> **REQUIREMENT**
In the rows below, format everything from the line containing "task: provide the segmentation of the shrub" down to the line containing "[[[229,130],[229,126],[227,124],[224,124],[224,130],[227,132]]]" as a Markdown table with the columns Number and Line. Skip blank lines and leave the pictures out.

Data items:
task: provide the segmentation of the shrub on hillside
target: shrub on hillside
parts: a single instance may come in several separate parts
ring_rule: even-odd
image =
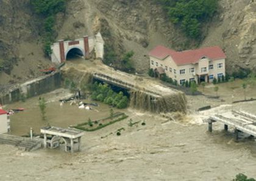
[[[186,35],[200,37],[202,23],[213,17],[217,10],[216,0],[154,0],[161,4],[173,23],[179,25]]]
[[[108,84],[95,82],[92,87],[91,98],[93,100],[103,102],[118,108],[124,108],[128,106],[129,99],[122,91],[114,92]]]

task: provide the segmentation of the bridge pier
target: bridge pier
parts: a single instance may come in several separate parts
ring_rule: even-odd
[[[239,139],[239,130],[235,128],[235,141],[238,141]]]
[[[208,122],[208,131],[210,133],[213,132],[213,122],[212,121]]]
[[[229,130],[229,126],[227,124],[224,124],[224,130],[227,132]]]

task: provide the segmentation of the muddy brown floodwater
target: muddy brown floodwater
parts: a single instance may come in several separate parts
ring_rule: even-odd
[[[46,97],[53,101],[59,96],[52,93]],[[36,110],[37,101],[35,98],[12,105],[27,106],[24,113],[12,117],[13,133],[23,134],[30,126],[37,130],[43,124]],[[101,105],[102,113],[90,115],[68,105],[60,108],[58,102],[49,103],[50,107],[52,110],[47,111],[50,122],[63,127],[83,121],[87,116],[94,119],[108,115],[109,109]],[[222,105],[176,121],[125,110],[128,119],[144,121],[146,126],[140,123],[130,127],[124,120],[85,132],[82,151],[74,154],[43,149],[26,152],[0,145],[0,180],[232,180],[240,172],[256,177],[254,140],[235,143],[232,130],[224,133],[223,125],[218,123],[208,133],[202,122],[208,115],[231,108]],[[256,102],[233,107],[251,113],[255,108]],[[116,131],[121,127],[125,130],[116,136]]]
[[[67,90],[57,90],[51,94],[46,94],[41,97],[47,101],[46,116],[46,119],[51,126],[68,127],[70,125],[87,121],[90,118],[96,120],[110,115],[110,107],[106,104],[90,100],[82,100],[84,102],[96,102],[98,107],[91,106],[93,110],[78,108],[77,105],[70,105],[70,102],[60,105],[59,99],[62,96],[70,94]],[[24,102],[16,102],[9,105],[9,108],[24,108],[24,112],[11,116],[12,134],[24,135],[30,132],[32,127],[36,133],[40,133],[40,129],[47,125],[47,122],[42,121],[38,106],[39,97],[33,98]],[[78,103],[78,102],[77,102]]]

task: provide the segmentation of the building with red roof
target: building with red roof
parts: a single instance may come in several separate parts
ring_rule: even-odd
--
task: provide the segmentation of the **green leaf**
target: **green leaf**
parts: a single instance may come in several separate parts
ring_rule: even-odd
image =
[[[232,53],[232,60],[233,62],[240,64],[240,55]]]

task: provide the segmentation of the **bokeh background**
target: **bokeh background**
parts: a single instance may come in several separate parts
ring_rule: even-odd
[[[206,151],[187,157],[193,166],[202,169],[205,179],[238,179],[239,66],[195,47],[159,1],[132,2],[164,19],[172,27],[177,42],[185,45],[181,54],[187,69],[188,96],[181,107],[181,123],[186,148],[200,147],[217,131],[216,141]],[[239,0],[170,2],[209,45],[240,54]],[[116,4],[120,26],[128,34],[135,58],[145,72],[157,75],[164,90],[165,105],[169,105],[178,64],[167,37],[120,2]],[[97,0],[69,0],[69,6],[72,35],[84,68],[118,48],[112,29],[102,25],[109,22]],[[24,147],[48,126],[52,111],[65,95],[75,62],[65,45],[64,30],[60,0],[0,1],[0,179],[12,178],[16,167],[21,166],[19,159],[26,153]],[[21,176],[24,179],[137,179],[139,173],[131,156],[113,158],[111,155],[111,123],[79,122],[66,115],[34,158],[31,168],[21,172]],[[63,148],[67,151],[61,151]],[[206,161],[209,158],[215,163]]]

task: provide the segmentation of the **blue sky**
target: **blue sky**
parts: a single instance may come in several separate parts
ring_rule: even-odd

> **RESPONSE TO THIS EXERCISE**
| Number | Line |
|---|---|
| 1 | task: provide the segmentation of the shrub on hillside |
| 2 | target: shrub on hillside |
| 3 | parts: a single instance may come in several separate parts |
| 4 | ring_rule: even-odd |
| 5 | image = |
| 6 | [[[186,35],[200,37],[202,23],[213,17],[217,10],[216,0],[154,0],[161,4],[173,23],[179,25]]] |
| 7 | [[[108,84],[95,82],[92,87],[91,98],[93,100],[103,102],[118,108],[124,108],[128,106],[129,99],[122,91],[114,92]]] |
| 8 | task: provide the segmentation of the bridge pier |
| 9 | target: bridge pier |
| 10 | parts: a single instance may come in several separate parts |
| 11 | ring_rule: even-odd |
| 12 | [[[239,139],[239,130],[235,128],[235,141],[238,141]]] |
| 13 | [[[208,122],[208,131],[210,133],[213,132],[213,122],[212,121]]] |
| 14 | [[[229,130],[229,126],[227,124],[224,124],[224,130],[227,132]]] |